What to produce:
Every record should be written out exactly, please.

The input:

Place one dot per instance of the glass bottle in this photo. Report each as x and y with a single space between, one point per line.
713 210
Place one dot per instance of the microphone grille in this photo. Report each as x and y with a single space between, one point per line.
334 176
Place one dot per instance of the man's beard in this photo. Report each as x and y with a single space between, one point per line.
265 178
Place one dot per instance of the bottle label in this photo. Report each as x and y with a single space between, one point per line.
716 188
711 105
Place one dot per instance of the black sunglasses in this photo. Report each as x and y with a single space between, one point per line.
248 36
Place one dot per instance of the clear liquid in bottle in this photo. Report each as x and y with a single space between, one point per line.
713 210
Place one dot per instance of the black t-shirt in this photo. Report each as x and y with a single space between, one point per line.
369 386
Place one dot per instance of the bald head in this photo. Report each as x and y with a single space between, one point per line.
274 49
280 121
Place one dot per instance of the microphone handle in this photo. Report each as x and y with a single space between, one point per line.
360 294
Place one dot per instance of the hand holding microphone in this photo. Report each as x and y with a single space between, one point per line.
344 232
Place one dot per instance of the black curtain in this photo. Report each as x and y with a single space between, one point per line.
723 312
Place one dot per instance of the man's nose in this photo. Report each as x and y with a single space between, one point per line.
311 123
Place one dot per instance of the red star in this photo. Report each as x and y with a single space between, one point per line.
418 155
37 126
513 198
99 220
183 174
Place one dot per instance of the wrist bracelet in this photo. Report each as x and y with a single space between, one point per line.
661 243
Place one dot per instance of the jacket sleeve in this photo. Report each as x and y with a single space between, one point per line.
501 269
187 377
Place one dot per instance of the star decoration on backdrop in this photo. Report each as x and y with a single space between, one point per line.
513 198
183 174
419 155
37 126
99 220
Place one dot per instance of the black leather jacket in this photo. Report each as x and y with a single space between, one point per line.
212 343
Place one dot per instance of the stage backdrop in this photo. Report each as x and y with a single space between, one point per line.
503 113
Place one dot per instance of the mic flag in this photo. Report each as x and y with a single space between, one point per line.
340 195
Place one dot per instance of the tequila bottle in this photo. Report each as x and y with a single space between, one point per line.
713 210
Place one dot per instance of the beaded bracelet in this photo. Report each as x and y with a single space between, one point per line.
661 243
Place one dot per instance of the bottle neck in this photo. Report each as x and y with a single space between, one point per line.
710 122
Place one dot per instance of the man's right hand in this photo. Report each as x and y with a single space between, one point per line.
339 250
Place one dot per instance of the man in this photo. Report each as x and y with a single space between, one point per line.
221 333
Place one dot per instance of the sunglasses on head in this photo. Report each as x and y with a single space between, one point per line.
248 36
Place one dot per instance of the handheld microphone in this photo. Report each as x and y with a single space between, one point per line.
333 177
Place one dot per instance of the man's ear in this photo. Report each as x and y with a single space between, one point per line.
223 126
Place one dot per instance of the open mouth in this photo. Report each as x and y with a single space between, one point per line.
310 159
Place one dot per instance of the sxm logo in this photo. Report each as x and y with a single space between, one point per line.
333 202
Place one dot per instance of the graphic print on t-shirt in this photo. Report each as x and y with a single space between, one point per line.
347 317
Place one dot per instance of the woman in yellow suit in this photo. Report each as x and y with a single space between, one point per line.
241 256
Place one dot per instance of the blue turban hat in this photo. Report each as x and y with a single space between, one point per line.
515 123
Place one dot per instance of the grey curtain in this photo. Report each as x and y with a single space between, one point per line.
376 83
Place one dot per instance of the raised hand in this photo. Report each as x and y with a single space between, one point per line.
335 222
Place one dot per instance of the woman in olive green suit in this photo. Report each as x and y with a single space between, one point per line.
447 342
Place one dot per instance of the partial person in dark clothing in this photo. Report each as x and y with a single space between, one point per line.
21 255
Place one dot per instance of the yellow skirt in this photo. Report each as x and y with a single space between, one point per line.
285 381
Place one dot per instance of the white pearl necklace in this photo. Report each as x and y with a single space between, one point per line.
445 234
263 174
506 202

Output below:
Place one dot per instance of the glass bottle in this photo. Report each as x and y with a single space between, one point per line.
713 210
Place one dot per instance of the microphone grille in this photo. Report each as x and y with a single space between, one point per line.
334 176
Place one dot per instance of the man's beard in this photo. Report each as x and y with a single space between, one point per line.
265 178
Place one dot per instance of the bottle label in this photo. Report each as x and y with a single space between, one point per line.
716 188
711 105
Place one dot per instance of the black sunglasses in this photo. Report each as x and y with a single space between, one point per line.
248 36
Place one dot per instance of the clear liquid in bottle in this photo. Report each as x and y with a single space between, one point per line.
713 210
Place one dot per instance of the black t-shirt in this photo. Report each as x and y with a single space between, one point per line.
369 386
Place one dot per instance of the bald head in this photo. Report each as x and y with a single space between, one point per line.
274 49
280 121
Place one dot per instance of the microphone handle in this photo. Report each as x and y with a single space between, one point per line.
360 294
Place one dot per instance of the hand holding microphone in this photo. Report each as x and y with a single space between, one point per line.
344 232
Place one dot per instance of the black curtain in this photo. Report each as x and y with a single space between, one point per line.
723 312
Place one dot per instance of the man's nose in this photo. Report each as x and y with a single space between, one point per line.
311 123
Place one dot per instance of the red star in this photo. Report each as x and y with a single space between, one point per line.
418 155
37 126
513 198
99 220
183 174
Place one dot per instance of the wrist bracelet in this photo. Report each as x and y with a single space between, one point per line.
661 243
Place one dot per instance of the jacket sleeve in this photo. Report each as x and y with a single space between, one point per line.
501 269
187 377
Place one dot per instance of the star decoration on backdrop in this photo. Report each as x and y with a single space between, one point per line.
513 198
183 174
419 155
37 126
99 220
Place one dot per instance of the black leather jacket in this photo. Report each as x and y with a single space between, one point per line.
212 343
Place one dot per instance of the stage backdrop in this photo. Report each as x and y with a single space between, one point per line.
503 113
Place one dot per instance of the mic flag in this photo. Report each as x and y with a single space between, one point per line.
340 195
Place one dot per instance of the tequila bottle in this photo. Report each as x and y with a single space between, one point per line.
713 210
Place one dot per instance of the beaded bracelet in this photo. Report each as x and y with a single space between, one point per line.
661 243
Place one dot per instance of the bottle neck in this photo. Report each as x and y with a single space between, one point per line.
710 122
Place one dot per instance of the man's right hand in this photo. Report each as x and y with a single space between, one point per line.
339 250
Place one dot per instance of the man in this photo. Report each as x and y with a single space between, one point per line.
221 333
Place one dot per instance of the sunglasses on head in this photo. Report each as x and y with a single space between, one point per line.
248 36
Place one dot per instance of the handheld microphone in this photo. Report each as x and y with a single space between, one point per line.
333 177
Place one dot per instance of the man's ear in this photo. Report each as x and y with a single space between, one point per line.
223 126
Place one dot per instance of the open mouth in this photo. Report each as x and y with a single space between, one point per line.
310 159
Place one dot per instance of the sxm logo in this photo. Report each as x and y with a single space between, one point per line.
333 202
Place one dot per instance of the graphic print on t-shirt in this photo. Report each as x and y with a single space between, one point per line.
347 317
Place one dot per instance of the woman in yellow suit in this photo. Report each as x and y with a single space between, one point per line.
241 256
Place one dot per instance of the blue turban hat in this photo. Report each as x and y with a single space between, one point per line.
515 123
Place one dot per instance of the grey curtain in this photo. Report each as x and y with a single space between, one point per line.
376 83
Place one dot per instance of the raised hand in this photo. Report each as x and y with a single space between, one point per line.
335 222
Place one dot per instance of the woman in olive green suit in this photo. Report each as x and y with a single space between, one point per line.
447 342
Place one dot per instance of the partial person in dark clothing in this photo. Report each as x and y with a single space between, one point per line.
21 255
Place one dot per instance of the yellow skirt in this photo. Report each as x and y with a single space between, one point per line.
285 381
Place one dot per instance of the white pearl necklace in this photo. Report each as x and y with a single space between, one point per line.
445 234
263 174
506 202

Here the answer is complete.